Leave the pictures behind and reproduce every line of the listing exactly.
__________________________________________________
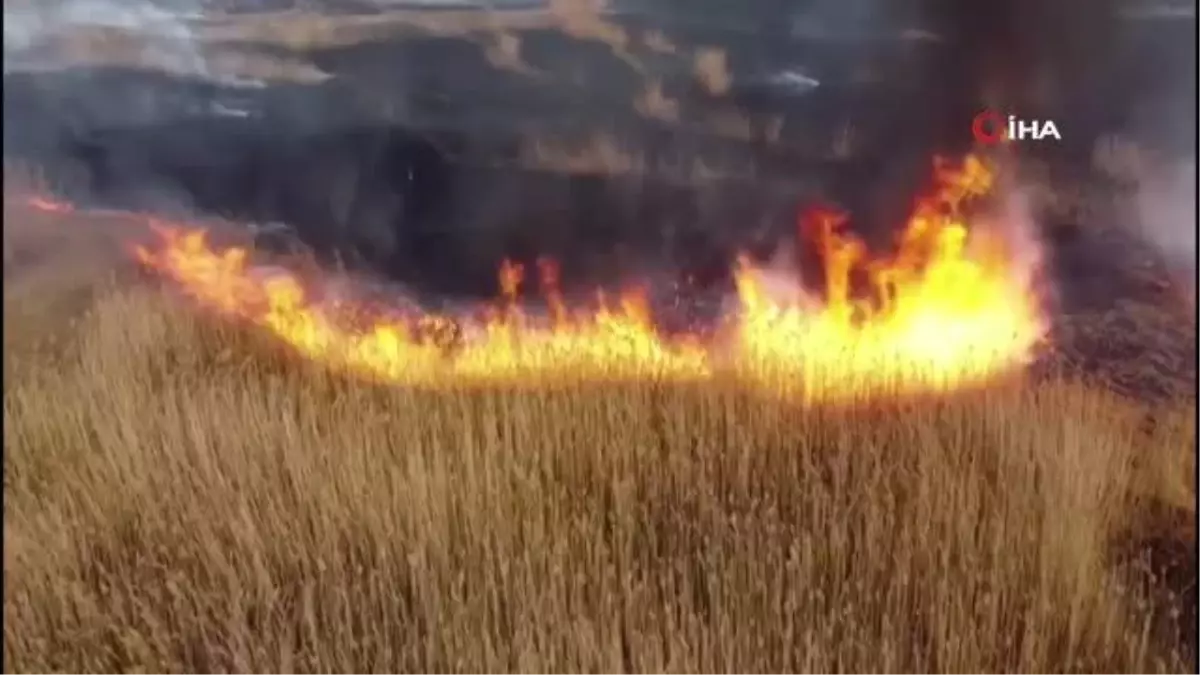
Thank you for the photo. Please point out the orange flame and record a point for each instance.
(941, 315)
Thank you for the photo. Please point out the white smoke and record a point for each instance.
(1165, 204)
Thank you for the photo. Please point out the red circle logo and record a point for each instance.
(988, 127)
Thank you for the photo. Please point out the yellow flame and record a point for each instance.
(937, 316)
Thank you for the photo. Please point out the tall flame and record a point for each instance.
(947, 310)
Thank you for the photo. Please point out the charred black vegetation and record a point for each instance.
(411, 160)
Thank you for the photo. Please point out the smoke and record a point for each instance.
(36, 33)
(1167, 215)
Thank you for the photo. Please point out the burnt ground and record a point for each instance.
(413, 161)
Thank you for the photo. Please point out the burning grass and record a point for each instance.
(184, 496)
(203, 491)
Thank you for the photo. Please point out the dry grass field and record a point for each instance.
(183, 497)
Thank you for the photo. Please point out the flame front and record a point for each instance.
(947, 310)
(939, 317)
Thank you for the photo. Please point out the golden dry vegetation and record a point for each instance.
(183, 496)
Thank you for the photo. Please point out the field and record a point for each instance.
(184, 496)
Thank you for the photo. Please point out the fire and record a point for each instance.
(947, 310)
(939, 316)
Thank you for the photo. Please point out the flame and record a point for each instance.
(941, 318)
(947, 310)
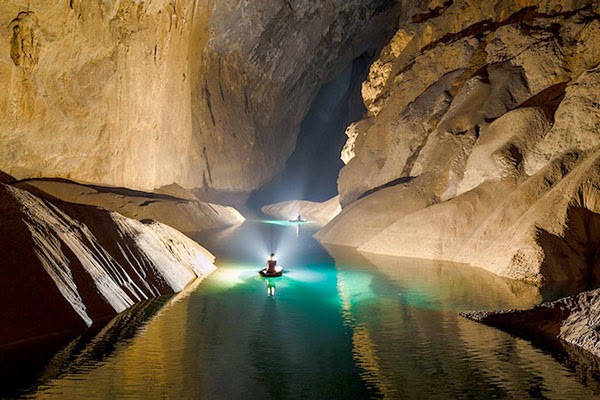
__________________________________________________
→ **Written response**
Thank you for the photo. Please point out the orange flame and record a point for each instance.
(941, 315)
Thank you for the photo. Please point out the white smoke and record a point for each instance.
(1165, 204)
Thank you for the photo. Please point out the red circle logo and record a point for each instance.
(988, 127)
Thank you for the photo. Please point out the yellow flame and record a point for each instance.
(937, 316)
Thank you for the photo. Please point out the tall flame and record a point for each instance.
(947, 310)
Thank you for the photo. Please point out the charred black vegetation and record a point for each instance.
(411, 160)
Thank you for the photo. Please point out the smoke and record a point for each instance.
(36, 33)
(1167, 215)
Thank you for the photo. Please point out the burnt ground and record a point for each instance.
(413, 161)
Thank you for the photo. Please point out the burning grass and record a point for each instance.
(184, 496)
(203, 491)
Thank you for the photo. Please point out the dry grass field and record a point for each instance.
(183, 497)
Thank you for the photo. Please point out the flame front and record a point for each instance.
(947, 310)
(939, 317)
Thank you for the photo. Please point out the golden dry vegetation and record a point for each instance.
(183, 496)
Thank you for the photo. Please point out the field and record a point for each instance.
(184, 496)
Thank you for the photo. Please point out the fire and record a point for each instance.
(947, 310)
(939, 316)
Thank you for the photo. Please point out the flame and record a point for each instance.
(941, 318)
(947, 310)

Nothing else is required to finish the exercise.